▶ EXTRACT

** start **

Chinese direct investment into Australia, and particularly in the state of Queensland, has been and continues to be a key contributor to economic development, especially in the mining and agricultural sectors.
The recent rapid growth in demand for coal and coal seam gas has led to the expansion of resource exploration and development activities impacting on other industries. A primary example of this has been the increasing conflict between the resources industry and agricultural production.
To address this, Queensland’s government enacted the Strategic Cropping Land Act 2011 (Qld). The objective of the act is to regulate the interaction between resource development and existing or potential agricultural development. The desired outcome is that Queensland’s best agricultural land, referred to as strategic cropping land (SCL), is preserved as far as possible while also permitting resource extraction.
What is SCL?
The Queensland government recognises parts of the state as being highly suitable for cropping, farming and cultivation – land referred to as SCL. A preliminary analysis of vast areas of Queensland has identified where SCL potentially exists.
The areas have been divided into management areas and protection areas. SCL in protection areas is afforded greater protection by the SCL Act than management areas, because it represents better agricultural land.
Development on SCL
The act prohibits development on SCL or potential SCL unless it has been approved by the state government in accordance with the requirements of the act. Development includes any activity for which a development approval or resource authority (such as a mining lease or petroleum lease, and including an associated environmental authority) is required to lawfully carry out the activity. Development is deemed to have either a permanent impact or a temporary impact.
A development will have a permanent impact if: (i) the carrying out of the development will impede (including any legal or physical impediment) the land from being cropped for at least 50 years; (ii) the land cannot be restored to its pre-development condition because of the proposed development; or (iii) the development involves open cut mining or the storage of hazardous mine wastes.
All other developments are deemed to have a temporary impact. A resource developer who wishes to construct a new mine or gas field that may impact on SCL will need to comply with the requirements of the act. This means identifying all of the land within its project area and ascertaining if any of the land is potential SCL. Where SCL is identified within the project area, the developer must determine if it is in a management area or protection area and whether the planned development will have either a permanent or temporary impact.
Development in protection areas
Where a development is proposed within a protection area the developer will need to avoid, to the maximum extent possible, any temporary or permanent impact on SCL, for example by changing mining plans. If an impact on the land cannot be avoided: (i) temporary impact developments may proceed if the SCL can be restored to its pre-development condition; or (ii) permanent impact developments may only proceed in exceptional circumstances.
The development of coal or coal seam gas projects is unlikely to be considered sufficient to justify the government permitting such a development in protection areas. This is a key risk for new projects.
Avoidance and minimisation obligations will also apply to proponents working on SCL in management areas. Where this is not possible, the developer will need to mitigate any permanent impact.

** end **

▶ STORED RECORDS
** start **

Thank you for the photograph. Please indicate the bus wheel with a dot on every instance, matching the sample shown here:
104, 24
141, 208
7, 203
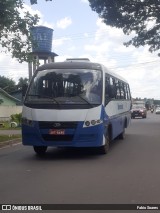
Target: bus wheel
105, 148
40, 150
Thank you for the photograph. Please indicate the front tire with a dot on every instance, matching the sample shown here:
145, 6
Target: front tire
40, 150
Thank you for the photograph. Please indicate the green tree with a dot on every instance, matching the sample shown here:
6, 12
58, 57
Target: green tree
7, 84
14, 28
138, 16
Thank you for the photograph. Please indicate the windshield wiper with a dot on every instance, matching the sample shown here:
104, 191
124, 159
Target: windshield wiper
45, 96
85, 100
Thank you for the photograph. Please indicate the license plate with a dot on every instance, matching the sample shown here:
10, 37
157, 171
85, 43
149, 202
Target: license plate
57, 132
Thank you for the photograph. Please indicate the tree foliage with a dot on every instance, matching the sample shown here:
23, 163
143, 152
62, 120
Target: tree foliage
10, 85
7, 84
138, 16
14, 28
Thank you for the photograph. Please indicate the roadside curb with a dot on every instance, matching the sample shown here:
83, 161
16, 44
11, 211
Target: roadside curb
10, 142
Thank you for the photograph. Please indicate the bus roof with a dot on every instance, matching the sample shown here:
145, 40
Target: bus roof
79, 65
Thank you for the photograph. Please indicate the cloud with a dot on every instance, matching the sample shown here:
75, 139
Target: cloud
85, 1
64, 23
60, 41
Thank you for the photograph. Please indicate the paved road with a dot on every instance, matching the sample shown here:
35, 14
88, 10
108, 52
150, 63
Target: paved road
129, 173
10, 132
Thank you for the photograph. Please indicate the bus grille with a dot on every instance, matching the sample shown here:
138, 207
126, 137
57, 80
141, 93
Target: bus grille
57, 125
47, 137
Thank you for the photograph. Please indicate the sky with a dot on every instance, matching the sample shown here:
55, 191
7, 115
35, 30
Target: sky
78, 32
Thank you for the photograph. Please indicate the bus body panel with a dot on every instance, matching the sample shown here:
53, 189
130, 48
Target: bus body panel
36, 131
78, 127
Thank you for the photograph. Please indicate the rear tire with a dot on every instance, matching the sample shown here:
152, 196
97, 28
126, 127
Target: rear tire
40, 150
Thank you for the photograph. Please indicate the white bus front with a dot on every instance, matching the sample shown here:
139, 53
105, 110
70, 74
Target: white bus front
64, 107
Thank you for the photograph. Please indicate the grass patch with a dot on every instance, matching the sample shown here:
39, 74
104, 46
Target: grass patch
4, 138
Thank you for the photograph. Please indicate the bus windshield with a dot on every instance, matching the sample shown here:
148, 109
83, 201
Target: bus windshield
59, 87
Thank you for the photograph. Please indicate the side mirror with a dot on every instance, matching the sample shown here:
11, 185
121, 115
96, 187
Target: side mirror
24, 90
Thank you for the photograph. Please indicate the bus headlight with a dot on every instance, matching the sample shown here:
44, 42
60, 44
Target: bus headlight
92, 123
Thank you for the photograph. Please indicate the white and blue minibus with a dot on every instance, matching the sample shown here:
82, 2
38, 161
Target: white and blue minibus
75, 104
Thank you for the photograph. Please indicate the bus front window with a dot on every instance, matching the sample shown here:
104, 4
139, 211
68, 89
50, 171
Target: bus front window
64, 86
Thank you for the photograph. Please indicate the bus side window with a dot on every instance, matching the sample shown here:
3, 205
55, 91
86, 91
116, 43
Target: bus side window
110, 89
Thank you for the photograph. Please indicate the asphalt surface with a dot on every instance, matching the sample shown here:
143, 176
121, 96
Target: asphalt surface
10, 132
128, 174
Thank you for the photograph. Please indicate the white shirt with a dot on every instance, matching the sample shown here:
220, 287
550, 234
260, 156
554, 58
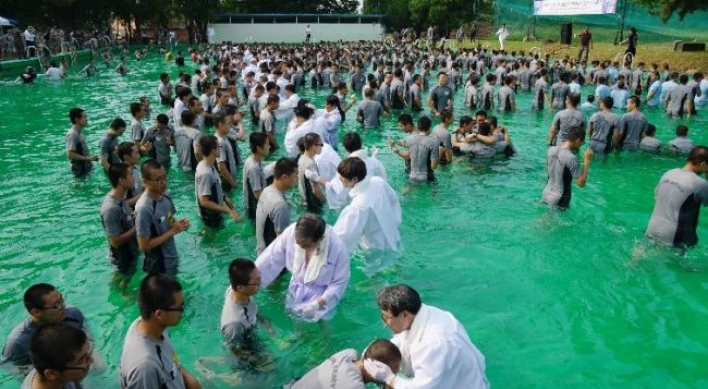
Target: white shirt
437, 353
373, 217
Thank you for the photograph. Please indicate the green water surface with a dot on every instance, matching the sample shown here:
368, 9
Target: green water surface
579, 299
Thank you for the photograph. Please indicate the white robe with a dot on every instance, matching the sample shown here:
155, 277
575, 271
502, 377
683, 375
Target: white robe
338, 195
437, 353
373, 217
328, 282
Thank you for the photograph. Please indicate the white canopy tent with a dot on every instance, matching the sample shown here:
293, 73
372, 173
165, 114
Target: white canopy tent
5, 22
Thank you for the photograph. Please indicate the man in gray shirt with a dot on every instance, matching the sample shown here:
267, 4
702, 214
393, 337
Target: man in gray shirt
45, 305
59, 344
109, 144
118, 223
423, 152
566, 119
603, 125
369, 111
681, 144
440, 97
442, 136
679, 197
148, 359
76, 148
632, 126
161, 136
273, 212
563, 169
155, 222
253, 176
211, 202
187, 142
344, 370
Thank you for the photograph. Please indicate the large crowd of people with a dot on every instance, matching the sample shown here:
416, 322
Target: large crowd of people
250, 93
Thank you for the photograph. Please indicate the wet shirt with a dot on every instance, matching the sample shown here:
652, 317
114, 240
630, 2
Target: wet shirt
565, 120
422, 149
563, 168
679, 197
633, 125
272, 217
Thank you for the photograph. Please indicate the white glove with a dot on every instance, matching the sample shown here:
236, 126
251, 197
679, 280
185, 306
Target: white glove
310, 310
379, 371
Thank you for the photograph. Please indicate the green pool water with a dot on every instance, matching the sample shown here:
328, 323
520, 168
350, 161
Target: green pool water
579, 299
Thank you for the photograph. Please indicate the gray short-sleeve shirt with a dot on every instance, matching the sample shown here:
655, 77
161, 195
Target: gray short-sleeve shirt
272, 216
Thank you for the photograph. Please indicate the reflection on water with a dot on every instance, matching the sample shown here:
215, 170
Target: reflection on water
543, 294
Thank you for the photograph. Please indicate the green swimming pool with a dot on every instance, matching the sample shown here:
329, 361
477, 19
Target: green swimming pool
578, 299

** end **

▶ WHAT IS NEEDED
Reproduce word for word the part of the strategic cropping land text that begins with the words "A development will" and ends with "hazardous mine wastes.".

▶ WRITTEN SOLUTION
A development will have a permanent impact if: (i) the carrying out of the development will impede (including any legal or physical impediment) the land from being cropped for at least 50 years; (ii) the land cannot be restored to its pre-development condition because of the proposed development; or (iii) the development involves open cut mining or the storage of hazardous mine wastes.